● WHAT YOU HAVE TO DO
From the line containing "Practice step: point at the leafy" through the last line of the entries below, repeat each line word for word and leave out the rest.

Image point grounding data
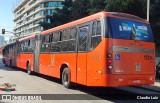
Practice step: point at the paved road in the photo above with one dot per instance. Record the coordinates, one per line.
(39, 84)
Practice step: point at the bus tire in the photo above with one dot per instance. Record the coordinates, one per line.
(66, 78)
(29, 72)
(10, 63)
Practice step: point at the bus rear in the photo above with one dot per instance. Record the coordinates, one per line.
(130, 53)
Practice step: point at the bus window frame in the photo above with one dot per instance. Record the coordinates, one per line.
(88, 34)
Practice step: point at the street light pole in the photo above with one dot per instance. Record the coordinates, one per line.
(148, 4)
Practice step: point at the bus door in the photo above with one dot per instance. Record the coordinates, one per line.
(82, 55)
(36, 54)
(16, 51)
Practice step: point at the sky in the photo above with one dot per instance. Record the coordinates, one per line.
(7, 16)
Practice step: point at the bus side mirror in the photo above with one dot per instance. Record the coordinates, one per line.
(3, 31)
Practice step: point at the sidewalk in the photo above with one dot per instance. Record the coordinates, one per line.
(157, 83)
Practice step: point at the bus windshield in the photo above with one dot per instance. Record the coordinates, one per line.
(130, 30)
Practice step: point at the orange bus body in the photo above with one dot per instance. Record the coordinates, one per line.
(91, 68)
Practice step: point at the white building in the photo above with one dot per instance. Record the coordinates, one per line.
(28, 13)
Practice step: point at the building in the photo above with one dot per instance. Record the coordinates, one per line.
(2, 41)
(28, 14)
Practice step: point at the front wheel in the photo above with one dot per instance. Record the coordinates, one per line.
(29, 69)
(66, 78)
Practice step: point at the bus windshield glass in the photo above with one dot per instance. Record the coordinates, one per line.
(130, 30)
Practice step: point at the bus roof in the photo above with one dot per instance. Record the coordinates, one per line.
(96, 16)
(27, 37)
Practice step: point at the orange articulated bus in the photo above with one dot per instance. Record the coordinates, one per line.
(104, 49)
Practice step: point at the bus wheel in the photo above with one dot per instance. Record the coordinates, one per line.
(10, 63)
(66, 78)
(29, 69)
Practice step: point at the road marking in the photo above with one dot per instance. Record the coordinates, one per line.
(40, 79)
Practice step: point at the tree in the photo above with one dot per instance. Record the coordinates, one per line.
(79, 9)
(96, 6)
(134, 7)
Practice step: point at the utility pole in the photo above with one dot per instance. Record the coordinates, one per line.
(148, 4)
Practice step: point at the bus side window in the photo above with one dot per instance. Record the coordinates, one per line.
(45, 44)
(56, 42)
(96, 34)
(83, 38)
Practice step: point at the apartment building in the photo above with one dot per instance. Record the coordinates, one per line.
(28, 14)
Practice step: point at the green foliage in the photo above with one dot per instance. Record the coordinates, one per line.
(76, 9)
(96, 6)
(79, 9)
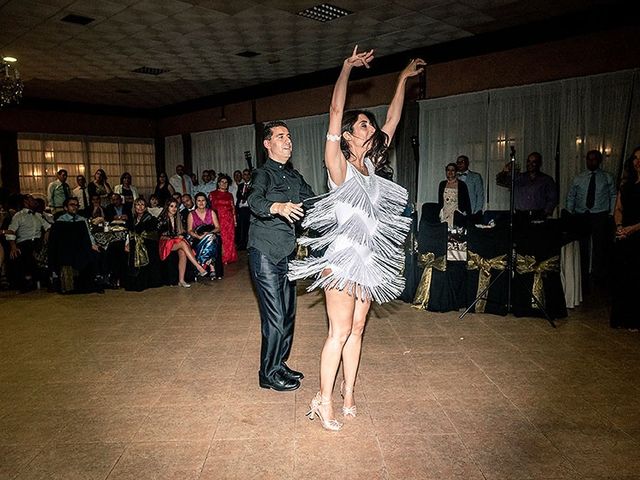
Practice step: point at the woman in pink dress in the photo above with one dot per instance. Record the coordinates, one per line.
(224, 205)
(172, 240)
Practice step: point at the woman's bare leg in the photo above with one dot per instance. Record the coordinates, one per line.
(186, 250)
(182, 265)
(352, 349)
(340, 309)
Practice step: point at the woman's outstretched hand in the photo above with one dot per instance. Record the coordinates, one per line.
(415, 67)
(359, 59)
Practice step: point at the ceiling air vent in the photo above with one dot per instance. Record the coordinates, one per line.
(77, 19)
(248, 54)
(150, 70)
(324, 12)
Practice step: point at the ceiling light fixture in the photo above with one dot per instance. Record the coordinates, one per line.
(10, 84)
(324, 12)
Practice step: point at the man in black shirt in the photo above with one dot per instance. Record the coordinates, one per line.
(277, 192)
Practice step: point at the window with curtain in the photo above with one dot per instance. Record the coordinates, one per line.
(562, 120)
(41, 156)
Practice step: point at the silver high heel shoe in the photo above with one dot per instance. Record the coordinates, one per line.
(314, 409)
(347, 411)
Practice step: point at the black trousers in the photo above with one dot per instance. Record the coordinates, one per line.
(242, 231)
(597, 231)
(25, 265)
(277, 302)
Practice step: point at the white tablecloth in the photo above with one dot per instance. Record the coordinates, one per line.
(570, 273)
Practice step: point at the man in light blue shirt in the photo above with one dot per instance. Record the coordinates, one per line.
(592, 198)
(473, 180)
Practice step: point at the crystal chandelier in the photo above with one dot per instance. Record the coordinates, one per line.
(10, 83)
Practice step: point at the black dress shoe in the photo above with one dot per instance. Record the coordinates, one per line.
(292, 373)
(279, 382)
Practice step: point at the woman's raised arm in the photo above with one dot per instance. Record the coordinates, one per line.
(333, 158)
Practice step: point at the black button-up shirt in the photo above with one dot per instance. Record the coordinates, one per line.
(274, 182)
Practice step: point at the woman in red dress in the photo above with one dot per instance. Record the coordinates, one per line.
(224, 205)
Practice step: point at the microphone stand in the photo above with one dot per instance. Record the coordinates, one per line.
(511, 254)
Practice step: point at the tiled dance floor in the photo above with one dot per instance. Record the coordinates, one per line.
(163, 385)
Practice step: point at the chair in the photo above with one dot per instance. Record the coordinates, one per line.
(537, 270)
(71, 256)
(487, 250)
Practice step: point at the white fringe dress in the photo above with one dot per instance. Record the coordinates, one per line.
(360, 222)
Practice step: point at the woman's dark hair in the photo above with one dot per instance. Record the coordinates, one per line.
(225, 177)
(378, 143)
(629, 173)
(103, 174)
(200, 194)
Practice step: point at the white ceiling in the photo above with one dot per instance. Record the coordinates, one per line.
(198, 41)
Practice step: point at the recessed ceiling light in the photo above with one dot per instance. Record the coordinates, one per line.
(324, 12)
(150, 70)
(248, 54)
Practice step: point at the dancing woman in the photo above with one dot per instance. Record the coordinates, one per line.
(172, 240)
(361, 225)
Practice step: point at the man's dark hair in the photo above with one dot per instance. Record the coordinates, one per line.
(596, 153)
(269, 126)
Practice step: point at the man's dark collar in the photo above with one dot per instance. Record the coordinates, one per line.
(271, 163)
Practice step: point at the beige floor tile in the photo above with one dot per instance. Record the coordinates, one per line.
(517, 455)
(406, 457)
(73, 462)
(329, 455)
(268, 459)
(13, 459)
(161, 461)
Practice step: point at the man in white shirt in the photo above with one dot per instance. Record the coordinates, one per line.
(24, 237)
(237, 180)
(473, 181)
(207, 185)
(81, 192)
(58, 191)
(181, 182)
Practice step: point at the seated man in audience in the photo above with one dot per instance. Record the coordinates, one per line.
(25, 234)
(81, 192)
(536, 194)
(592, 199)
(117, 212)
(185, 209)
(473, 181)
(57, 192)
(73, 250)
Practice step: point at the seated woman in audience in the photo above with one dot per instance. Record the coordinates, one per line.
(172, 240)
(127, 191)
(626, 278)
(203, 226)
(143, 260)
(453, 196)
(154, 207)
(163, 190)
(95, 210)
(100, 186)
(224, 205)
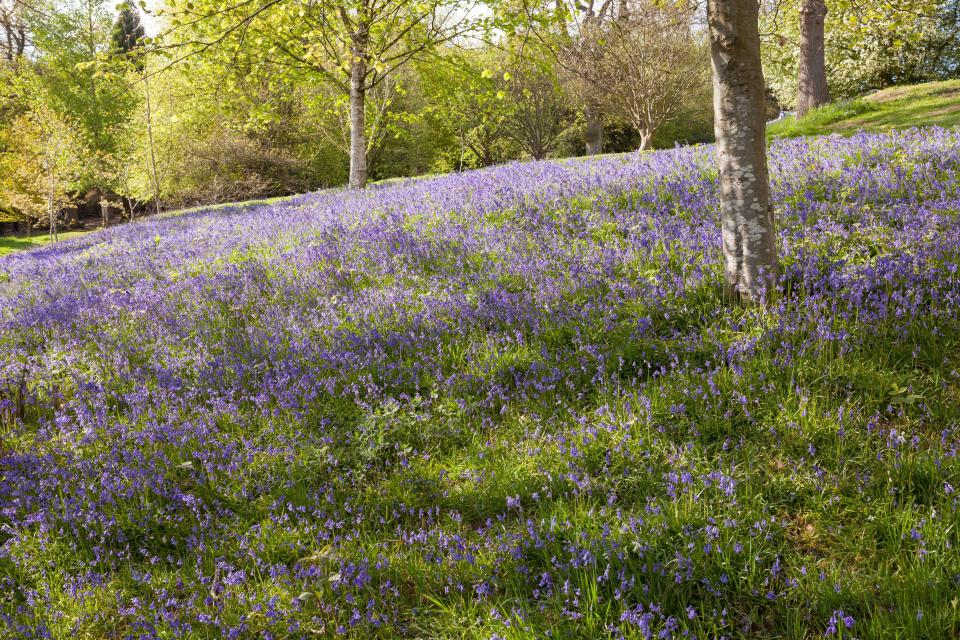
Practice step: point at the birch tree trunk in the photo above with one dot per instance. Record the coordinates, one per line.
(358, 139)
(153, 156)
(51, 197)
(594, 130)
(812, 89)
(749, 240)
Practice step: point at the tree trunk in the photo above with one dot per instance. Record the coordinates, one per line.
(51, 198)
(645, 137)
(749, 239)
(153, 156)
(358, 138)
(812, 89)
(594, 132)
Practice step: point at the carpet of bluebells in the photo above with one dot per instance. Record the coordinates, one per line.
(510, 403)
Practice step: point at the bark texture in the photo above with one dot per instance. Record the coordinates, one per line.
(594, 130)
(358, 139)
(812, 89)
(749, 240)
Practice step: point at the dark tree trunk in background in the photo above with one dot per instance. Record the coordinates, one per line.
(749, 241)
(358, 138)
(594, 132)
(812, 89)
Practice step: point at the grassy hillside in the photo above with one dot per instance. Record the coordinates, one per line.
(934, 103)
(512, 403)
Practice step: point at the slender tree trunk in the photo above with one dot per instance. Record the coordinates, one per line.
(51, 197)
(812, 89)
(358, 139)
(749, 239)
(645, 137)
(153, 155)
(594, 132)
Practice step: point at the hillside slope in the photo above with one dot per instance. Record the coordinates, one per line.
(930, 104)
(511, 403)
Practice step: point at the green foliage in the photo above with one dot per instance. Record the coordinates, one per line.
(935, 103)
(868, 45)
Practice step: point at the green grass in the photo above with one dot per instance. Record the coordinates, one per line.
(9, 244)
(933, 103)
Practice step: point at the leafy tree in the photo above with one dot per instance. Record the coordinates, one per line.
(650, 65)
(539, 111)
(353, 45)
(815, 49)
(85, 87)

● ANSWER FOR THIS EXERCISE
Practice step: point at the leafy tree in the photo above with one dot per instance. Record the coordinates, one per line.
(650, 65)
(539, 111)
(353, 45)
(815, 49)
(85, 87)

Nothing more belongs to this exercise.